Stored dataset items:
___
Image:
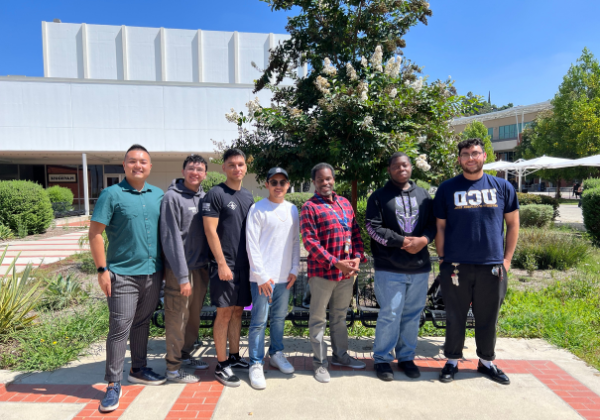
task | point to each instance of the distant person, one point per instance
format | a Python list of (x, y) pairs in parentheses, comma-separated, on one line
[(131, 272), (224, 211), (273, 244), (332, 238), (186, 275), (401, 224), (471, 210)]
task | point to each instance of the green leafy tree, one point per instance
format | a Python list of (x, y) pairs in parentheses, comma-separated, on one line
[(476, 129), (359, 103)]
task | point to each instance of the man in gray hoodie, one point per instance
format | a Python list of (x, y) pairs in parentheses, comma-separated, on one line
[(186, 257)]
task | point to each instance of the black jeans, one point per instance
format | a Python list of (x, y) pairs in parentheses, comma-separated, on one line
[(479, 286)]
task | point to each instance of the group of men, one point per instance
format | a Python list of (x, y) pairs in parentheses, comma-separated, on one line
[(248, 253)]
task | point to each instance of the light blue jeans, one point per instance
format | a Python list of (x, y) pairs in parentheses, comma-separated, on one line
[(258, 323), (401, 299)]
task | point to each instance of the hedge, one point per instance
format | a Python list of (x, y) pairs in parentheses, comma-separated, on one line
[(25, 205), (590, 205), (535, 215)]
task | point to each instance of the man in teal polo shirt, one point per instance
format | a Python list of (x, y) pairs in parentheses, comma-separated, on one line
[(130, 274)]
___
Repeat the items above word for word, every one of them, leaving the pictures out of your reply.

Final result:
Image:
task | point to each instance of the distant person, one point per instance
format | a Python list of (x, y) pairs in parentheses, comma-separated, on one line
[(131, 272), (224, 211), (273, 244), (332, 238), (186, 275), (401, 224), (471, 210)]
task | point to each instance of the green leafy tree, one point per instance
format | a Python list of (x, y) pairs in parentheses, comma-separated, on one line
[(476, 129), (359, 103)]
task | point to each instance of the man in gray hoodie, one point per instance
format | a Python list of (x, y) pairs in parentheses, comma-separated, on one line
[(186, 257)]
task | point to each instance of the black jeans, one point per instance
format | a Python list of (x, y) pairs in parentheses, comma-separated, on one line
[(479, 286)]
task | point to each instance of the group of men, one point per instance
format | a Python list of (x, y) pairs in parentheses, comma-separated, on one line
[(248, 253)]
task | point to each instance of the light blue jeans, one point per instance
format | a Python list of (x, y) pairs in parentheses, comma-separated, on one line
[(258, 323), (401, 299)]
task | point to each instance of the hedge, one point per instance
format | a Python list of (x, y) pairs in parentheses, comma-separated, on one line
[(25, 205), (590, 205), (535, 215)]
task | point to each instance of the man in teal polo shirt, one point per instance
format | a Python list of (x, y) pairs in parentheses, comma-separated, on one line
[(130, 274)]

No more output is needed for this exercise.